TASK
Output every line of the records below word for word, omitting the pictures.

Pointing dataset excerpts
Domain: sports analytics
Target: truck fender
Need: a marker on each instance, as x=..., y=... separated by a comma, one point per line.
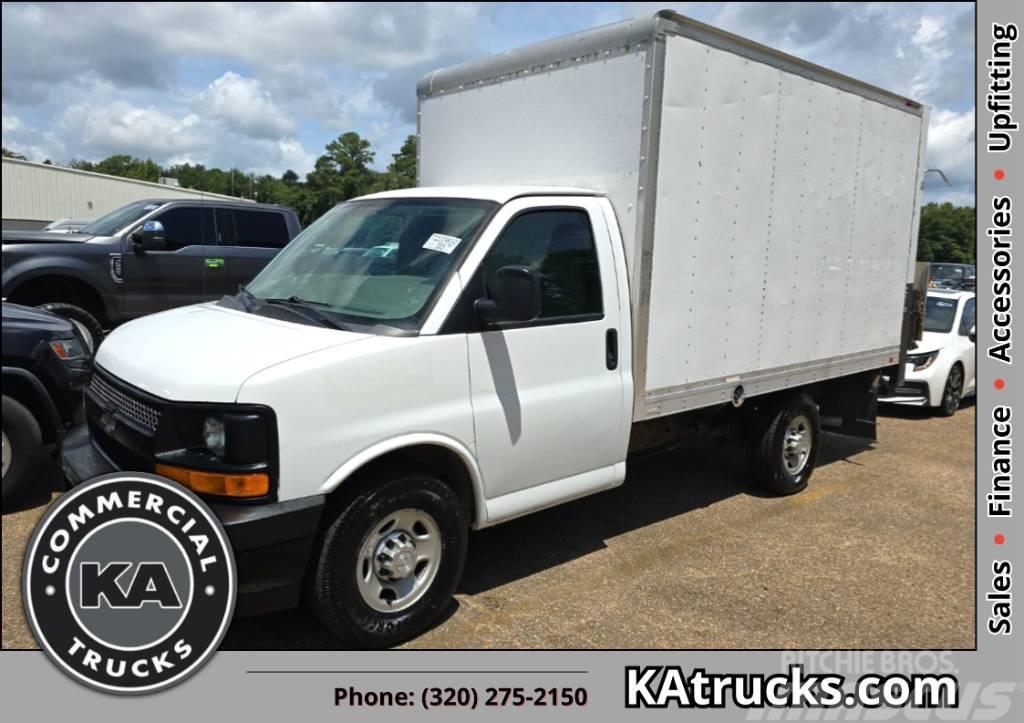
x=42, y=400
x=54, y=265
x=380, y=449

SOLUTION FOR THIS PROBLEM
Domain: sports analytics
Target: truck fender
Need: a marker on each instance, as x=..., y=... separated by a comma, one point per line.
x=42, y=400
x=54, y=265
x=380, y=449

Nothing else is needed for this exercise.